# DATA RECORDS
• • • • •

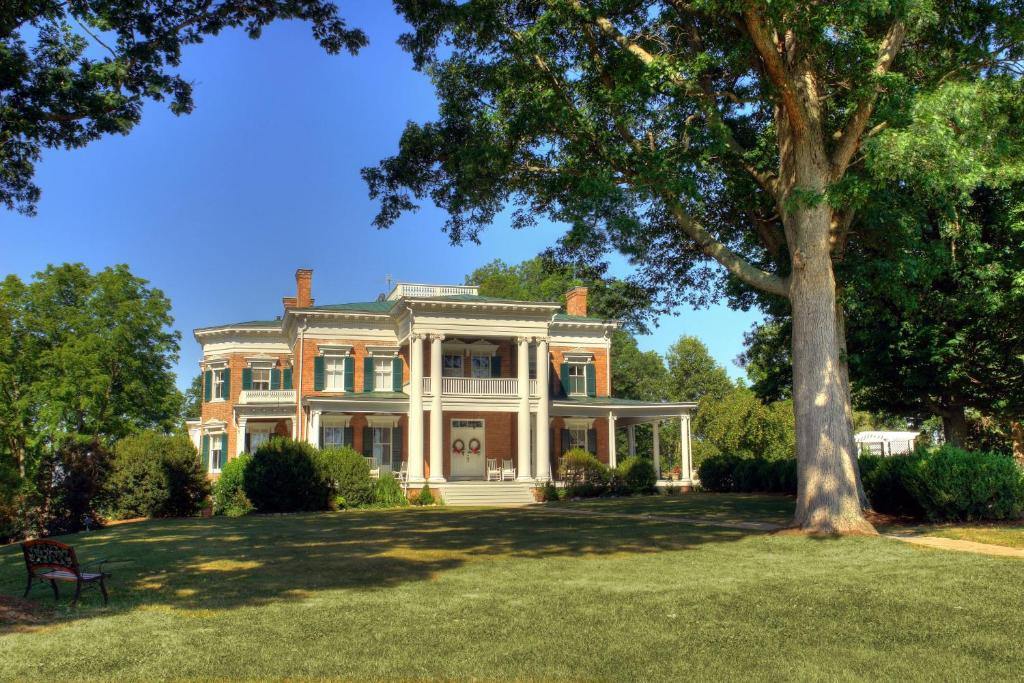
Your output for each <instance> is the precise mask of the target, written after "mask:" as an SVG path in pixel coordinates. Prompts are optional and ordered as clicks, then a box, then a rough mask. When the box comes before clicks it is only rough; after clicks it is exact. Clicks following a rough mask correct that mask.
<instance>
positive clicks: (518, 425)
mask: <svg viewBox="0 0 1024 683" xmlns="http://www.w3.org/2000/svg"><path fill="white" fill-rule="evenodd" d="M518 342H519V348H518V355H517V356H516V377H517V381H518V386H519V412H518V414H517V416H516V419H517V423H516V426H517V427H518V432H517V433H516V447H517V452H518V455H519V463H518V465H517V467H516V470H517V471H516V475H517V476H516V480H517V481H530V480H531V479H532V477H531V476H530V472H529V339H528V338H526V337H520V338H519V339H518Z"/></svg>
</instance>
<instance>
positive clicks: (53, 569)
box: [22, 540, 111, 606]
mask: <svg viewBox="0 0 1024 683" xmlns="http://www.w3.org/2000/svg"><path fill="white" fill-rule="evenodd" d="M22 552H23V553H25V566H26V568H27V569H28V570H29V585H28V586H26V587H25V597H29V591H31V590H32V583H33V582H34V581H39V582H41V583H45V582H49V584H50V588H52V589H53V598H54V599H59V598H60V592H59V591H58V590H57V582H58V581H63V582H74V583H75V599H74V600H72V602H71V604H72V606H75V605H76V604H78V598H79V596H81V595H82V588H83V587H89V586H97V585H98V586H99V592H100V593H102V594H103V604H104V605H105V604H106V600H108V597H106V585H105V584H104V583H103V582H104V580H106V579H109V578H110V577H111V574H109V573H106V572H104V571H102V570H97V571H83V570H82V567H81V565H79V563H78V558H77V557H75V549H74V548H72V547H71V546H69V545H67V544H63V543H57V542H56V541H46V540H38V541H26V542H25V543H23V544H22ZM102 563H103V561H99V562H95V563H94V564H95V565H96V568H97V569H99V568H100V567H99V565H101V564H102Z"/></svg>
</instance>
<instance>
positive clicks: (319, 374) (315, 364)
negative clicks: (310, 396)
mask: <svg viewBox="0 0 1024 683" xmlns="http://www.w3.org/2000/svg"><path fill="white" fill-rule="evenodd" d="M324 385H325V382H324V356H323V355H317V356H316V357H315V358H313V391H323V390H324Z"/></svg>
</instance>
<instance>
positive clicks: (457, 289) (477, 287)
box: [387, 283, 480, 299]
mask: <svg viewBox="0 0 1024 683" xmlns="http://www.w3.org/2000/svg"><path fill="white" fill-rule="evenodd" d="M479 292H480V289H479V288H478V287H476V286H473V285H417V284H413V283H398V284H397V285H395V286H394V289H393V290H391V293H390V294H388V295H387V298H388V299H400V298H401V297H414V296H422V297H434V296H452V295H458V294H472V295H475V294H478V293H479Z"/></svg>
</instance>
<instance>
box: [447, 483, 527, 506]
mask: <svg viewBox="0 0 1024 683" xmlns="http://www.w3.org/2000/svg"><path fill="white" fill-rule="evenodd" d="M436 485H437V487H438V488H439V489H440V492H441V498H442V499H443V500H444V504H445V505H453V506H488V505H489V506H502V507H510V506H518V505H532V504H534V503H536V501H535V500H534V487H535V484H532V483H523V482H519V481H449V482H446V483H442V484H436Z"/></svg>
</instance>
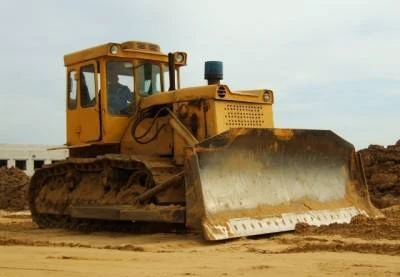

• • • • •

# THE TASK
Please count the lines above that contain the string "positive", and reply with only that number.

# ANSWER SECTION
4